* _Passage provided_
━━━━━━━━━━━━━━━━

United States District Court, D. Nebraska

May 16, 2017

CANNING LOGISTICS SERVICES, LLC, Plaintiff,
v.
BAXTER BAILEY & ASSOCIATES, INC., a Mississippi Corporation; JT REESOR, and PAUL FOWLER, Defendants.

          MEMORANDUM AND ORDER

          Laurie Smith Camp Chief United States District Judge

         This matter is before the Court on the Motion for Temporary Restraining Order and Preliminary Injunction, ECF No. 15, filed by Plaintiff Canning Logistics Services, LLC (“Canning”). The Court ruled on the request for temporary restraining order on May 2, 2017. See ECF No. 26. This order addresses the request for preliminary injunctive relief. For the reasons stated below, the motion will be granted in part and denied in part.

         BACKGROUND[1]

         Canning provided freight-hauling transportation logistics for customers as both a carrier and a freight broker.[2] In September of 2014, Canning entered into a written contract (“Broker-Carrier Agreement”) with Cyclone Carriers, LTD, (“Cyclone”) to complete a series of freight-hauling jobs. After working with Canning for approximately two years, Cyclone demanded payments it alleged Canning owed based on oral agreements with Cyclone. Canning denied the existence of these oral agreements and claimed all money owed under the Broker-Carrier Agreement was paid. On October 26, 2016, Cyclone sued Canning in the District Court of Pottawattamie County, Iowa. On February 28, 2017, the Pottawattamie County District Court determined that the alleged oral agreements between Canning and Cyclone were within the scope of the Broker-Carrier Agreement and governed by its terms, including an arbitration provision. Accordingly, that court stayed the proceeding, pending arbitration.

         In early January of 2017, Canning became aware that Defendant Baxter Bailey & Associates, LLC, (“BBA”) along with its President, JT Reesor, and its employee Paul Fowler, (“Defendants”) were attempting to collect debts allegedly owed by Canning to Cyclone, which Cyclone allegedly assigned to BBA. Beginning on January 25, 2017, Fowler sent a series of emails to Canning Director of Operations Tim Lukowski, [3] and copied several major customers of Canning, accusing Canning of dishonesty and of sending checks without sufficient funds. The email also threatened Lukowski with “criminal charges.” Fowler sent similar emails on February 21 and 22, 2017, again copying various Canning customers, demanding payment from Lukowski and accusing Lukowski of personal and professional dishonesty. On February 24, 2017, and March 2, 2017, BBA sent letters to two major Canning customers, stating that the customers were liable for the debt owed to Cyclone due to Canning's nonpayment. On March 29, 2017, a Canning customer informed Canning that it was suspending payments to Canning pending an investigation into allegations that Canning engaged in double-brokering and failed to pay its carriers.

━━━━━━━━━━━━━━━━

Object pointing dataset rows
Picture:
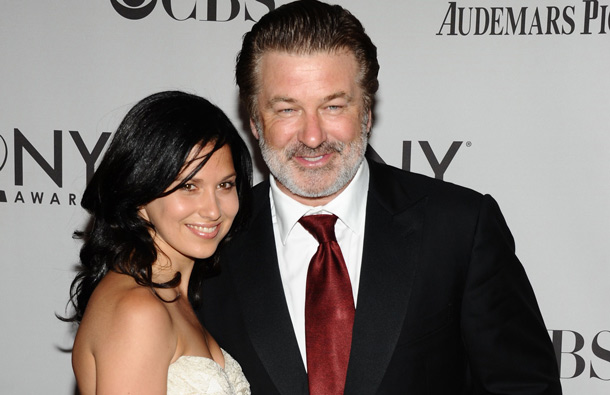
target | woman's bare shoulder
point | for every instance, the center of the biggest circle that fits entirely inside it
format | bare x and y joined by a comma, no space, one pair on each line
128,332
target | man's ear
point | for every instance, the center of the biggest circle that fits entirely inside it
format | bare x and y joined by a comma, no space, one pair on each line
253,129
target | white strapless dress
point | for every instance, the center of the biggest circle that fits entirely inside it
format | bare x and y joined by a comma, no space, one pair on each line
191,375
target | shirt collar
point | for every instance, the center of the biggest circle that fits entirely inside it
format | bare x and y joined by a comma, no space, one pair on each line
349,206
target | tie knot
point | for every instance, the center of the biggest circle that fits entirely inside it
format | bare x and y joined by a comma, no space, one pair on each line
321,226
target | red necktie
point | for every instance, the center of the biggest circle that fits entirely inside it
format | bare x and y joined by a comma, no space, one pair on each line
329,310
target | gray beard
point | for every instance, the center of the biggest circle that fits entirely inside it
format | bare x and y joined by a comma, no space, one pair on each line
311,187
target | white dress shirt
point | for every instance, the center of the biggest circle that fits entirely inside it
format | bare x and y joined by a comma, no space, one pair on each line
296,246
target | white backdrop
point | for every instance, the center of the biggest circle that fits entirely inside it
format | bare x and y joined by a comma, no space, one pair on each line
523,105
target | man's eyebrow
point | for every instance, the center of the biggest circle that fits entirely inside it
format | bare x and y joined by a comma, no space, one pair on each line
280,99
336,95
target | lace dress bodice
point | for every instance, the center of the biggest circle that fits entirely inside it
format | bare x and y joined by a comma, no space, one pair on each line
191,375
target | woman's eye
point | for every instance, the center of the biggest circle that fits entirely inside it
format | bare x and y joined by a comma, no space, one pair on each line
226,185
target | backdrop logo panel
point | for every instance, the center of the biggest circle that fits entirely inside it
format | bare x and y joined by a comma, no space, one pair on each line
202,10
24,151
588,17
571,350
439,166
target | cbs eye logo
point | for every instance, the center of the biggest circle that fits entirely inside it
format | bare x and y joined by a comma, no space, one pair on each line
134,9
139,9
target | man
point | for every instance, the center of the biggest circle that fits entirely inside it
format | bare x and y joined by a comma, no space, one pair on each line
437,302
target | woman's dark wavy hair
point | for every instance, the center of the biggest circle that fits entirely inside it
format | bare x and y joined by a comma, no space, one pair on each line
149,149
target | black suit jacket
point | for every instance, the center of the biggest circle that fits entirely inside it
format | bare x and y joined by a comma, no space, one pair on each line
444,306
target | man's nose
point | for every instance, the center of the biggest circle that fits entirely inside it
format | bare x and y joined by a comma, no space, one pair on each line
312,133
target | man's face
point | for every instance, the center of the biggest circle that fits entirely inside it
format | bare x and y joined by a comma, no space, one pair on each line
312,126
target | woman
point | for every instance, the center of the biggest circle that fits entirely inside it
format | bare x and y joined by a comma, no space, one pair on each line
163,198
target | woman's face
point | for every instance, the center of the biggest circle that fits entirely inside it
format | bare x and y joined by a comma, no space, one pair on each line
191,221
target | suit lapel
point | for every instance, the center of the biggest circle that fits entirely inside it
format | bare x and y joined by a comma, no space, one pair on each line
259,287
393,232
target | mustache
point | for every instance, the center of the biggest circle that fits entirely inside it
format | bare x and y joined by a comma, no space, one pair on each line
300,149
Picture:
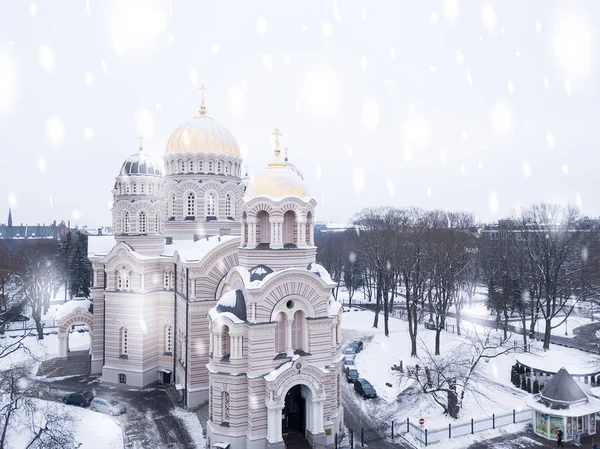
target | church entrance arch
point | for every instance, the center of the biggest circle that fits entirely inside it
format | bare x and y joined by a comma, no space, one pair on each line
78,316
295,408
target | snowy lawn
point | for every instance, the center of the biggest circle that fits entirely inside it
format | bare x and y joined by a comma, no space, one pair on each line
496,393
42,349
93,430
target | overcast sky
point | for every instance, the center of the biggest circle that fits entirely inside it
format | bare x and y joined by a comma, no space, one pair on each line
461,105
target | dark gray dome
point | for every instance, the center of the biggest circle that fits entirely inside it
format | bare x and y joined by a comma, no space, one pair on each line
140,164
233,302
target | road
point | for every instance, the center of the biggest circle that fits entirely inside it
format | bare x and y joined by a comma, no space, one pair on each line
584,337
147,423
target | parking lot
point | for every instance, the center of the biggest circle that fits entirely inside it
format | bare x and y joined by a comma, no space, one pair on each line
148,422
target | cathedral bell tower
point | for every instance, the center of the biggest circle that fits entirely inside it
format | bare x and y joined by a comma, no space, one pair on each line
278,215
138,204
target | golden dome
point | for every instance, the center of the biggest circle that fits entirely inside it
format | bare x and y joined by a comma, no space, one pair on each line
202,134
278,180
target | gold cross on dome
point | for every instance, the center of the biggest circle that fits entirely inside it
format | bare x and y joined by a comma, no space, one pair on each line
203,89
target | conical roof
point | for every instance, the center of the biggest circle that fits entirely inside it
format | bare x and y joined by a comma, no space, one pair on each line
562,391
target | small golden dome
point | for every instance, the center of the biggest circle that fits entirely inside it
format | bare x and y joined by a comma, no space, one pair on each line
202,134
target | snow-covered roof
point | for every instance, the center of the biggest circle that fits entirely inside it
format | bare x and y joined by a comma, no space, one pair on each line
214,314
233,301
190,251
562,391
333,307
274,374
571,361
71,305
585,408
100,245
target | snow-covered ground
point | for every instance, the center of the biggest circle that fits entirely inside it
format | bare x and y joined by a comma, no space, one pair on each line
93,430
498,395
43,349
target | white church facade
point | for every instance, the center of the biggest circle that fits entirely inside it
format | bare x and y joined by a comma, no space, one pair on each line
212,285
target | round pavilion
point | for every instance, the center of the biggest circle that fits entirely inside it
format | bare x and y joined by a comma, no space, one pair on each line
562,405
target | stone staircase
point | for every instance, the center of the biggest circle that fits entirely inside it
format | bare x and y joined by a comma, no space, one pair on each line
77,363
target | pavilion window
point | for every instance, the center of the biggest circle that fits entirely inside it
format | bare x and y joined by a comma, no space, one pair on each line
280,331
228,205
210,205
142,222
124,341
168,339
191,204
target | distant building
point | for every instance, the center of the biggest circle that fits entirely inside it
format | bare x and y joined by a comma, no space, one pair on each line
324,228
52,231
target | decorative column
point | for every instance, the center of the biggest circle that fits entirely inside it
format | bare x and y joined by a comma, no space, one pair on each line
317,416
301,231
274,423
251,221
62,346
276,232
288,337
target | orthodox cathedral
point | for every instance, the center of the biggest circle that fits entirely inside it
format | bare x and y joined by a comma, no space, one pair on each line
212,285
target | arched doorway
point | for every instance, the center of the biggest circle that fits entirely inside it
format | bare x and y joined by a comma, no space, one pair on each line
78,316
293,424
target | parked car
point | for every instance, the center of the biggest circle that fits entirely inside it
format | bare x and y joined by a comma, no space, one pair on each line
81,398
357,346
351,373
364,388
349,362
349,351
109,406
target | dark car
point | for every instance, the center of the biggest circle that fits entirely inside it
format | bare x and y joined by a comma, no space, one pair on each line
351,374
81,398
357,346
364,388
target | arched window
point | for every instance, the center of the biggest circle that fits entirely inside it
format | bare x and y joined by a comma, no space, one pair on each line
289,227
225,406
263,227
123,341
225,341
168,339
210,205
280,333
298,330
142,222
228,212
126,224
171,205
191,204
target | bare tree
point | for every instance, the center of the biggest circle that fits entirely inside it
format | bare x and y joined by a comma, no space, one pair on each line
448,379
39,280
555,241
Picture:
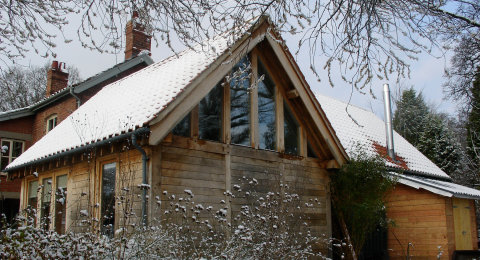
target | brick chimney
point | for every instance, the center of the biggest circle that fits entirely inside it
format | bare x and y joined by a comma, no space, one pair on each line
137,39
56,78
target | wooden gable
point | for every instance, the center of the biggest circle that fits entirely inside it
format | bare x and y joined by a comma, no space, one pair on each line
292,90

━━━━━━━━━━━━━━━━

* _Things to do_
1. In the memorandum and order, when did Cyclone file suit against Canning?
2. Extract the passage of the memorandum and order starting at "May 16, 2017" and ending at "denied in part.".

* _Results for the exercise_
1. October 26, 2016

2.
May 16, 2017

CANNING LOGISTICS SERVICES, LLC, Plaintiff,
v.
BAXTER BAILEY & ASSOCIATES, INC., a Mississippi Corporation; JT REESOR, and PAUL FOWLER, Defendants.

          MEMORANDUM AND ORDER

          Laurie Smith Camp Chief United States District Judge

         This matter is before the Court on the Motion for Temporary Restraining Order and Preliminary Injunction, ECF No. 15, filed by Plaintiff Canning Logistics Services, LLC (“Canning”). The Court ruled on the request for temporary restraining order on May 2, 2017. See ECF No. 26. This order addresses the request for preliminary injunctive relief. For the reasons stated below, the motion will be granted in part and denied in part.